READING PASSAGE =
HIER STEHE ICH, ICH KANN NICHT ANDERS. Degree not always guarantee of skills. (Via University Diaries.)
Many state universities, [U.S. Commissioner of Education Statistics Mark Schneider] said, now have open admissions policies that accept almost all high school graduates, including those who might not be as well prepared as their peers were decades earlier. In addition, colleges and universities are taking in a more diverse population that might have language or cultural challenges. Or, he said, colleges "may not be doing the job as effectively as they could be."
You think?

At Betsy's Page, a proposal to subject Higher Ed to the same sort of scrutiny some of the common schools have faced.
It's time to apply the same "get tough" approach to outcomes in education that we've begun to apply to secondary schools to colleges. Perhaps, if these colleges knew that future employers would know that they are graduating large numbers of students who are not proficient readers, those schools might decide to toughen up their standards. I suspect that these large numbers failing the test come from a certain tier of colleges and prospective students might like to know that information. How many of these colleges are public colleges? Are taxpayers supporting institutions that are failing to make sure that their graduates can read complex material?
What was I writing about market tests?

RUNNING EXTRA: More from University Diaries here and here. First check this symposium at Australia's The Age. Then read Harvard's Derek Bok.

THE TASK = Carry on the blog post about college graduates' reading skills and accountability for colleges, starting right after its last line.

GIVEN DATA =
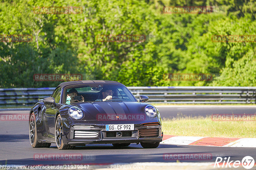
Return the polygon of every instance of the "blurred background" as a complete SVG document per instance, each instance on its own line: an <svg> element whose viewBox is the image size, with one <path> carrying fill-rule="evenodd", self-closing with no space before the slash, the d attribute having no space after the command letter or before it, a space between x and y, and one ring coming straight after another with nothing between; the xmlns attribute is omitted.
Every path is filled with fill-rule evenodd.
<svg viewBox="0 0 256 170"><path fill-rule="evenodd" d="M55 87L61 82L35 81L36 74L81 74L83 80L117 81L128 86L256 84L256 41L212 39L216 35L255 35L254 1L0 2L0 88ZM164 7L171 6L214 7L207 13L164 12ZM35 10L68 6L79 7L81 12ZM121 34L146 39L131 42L96 38ZM4 35L10 35L33 38L4 40ZM175 73L210 74L213 78L171 81L166 76Z"/></svg>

RESULT =
Changing demands in the economy are forcing employers to pay increasing sums to remedy deficiencies in the writing and computational skills of the college graduates they hire. In addition, more and more work normally performed by college graduates is now being outsourced to other countries.
University Diaries suggests sloppiness elsewhere in the curriculum might be crowding out the learning that used to go on in college.
Yet some professors teach primitive relativism; and even if they don’t, it’s encoded in the DNA of the cultural competence and diversity training fundamental to the environment of most American universities that even elementary acts of judgment and reasoned preference are abominations. Add to these influences the gelatinous mass that makes up the curriculum of many of our colleges, and you see why the reigning moral philosophy of some of our 21-year-olds is playdoh relativism.
To go, all too often, with playdoh spelling and figuring.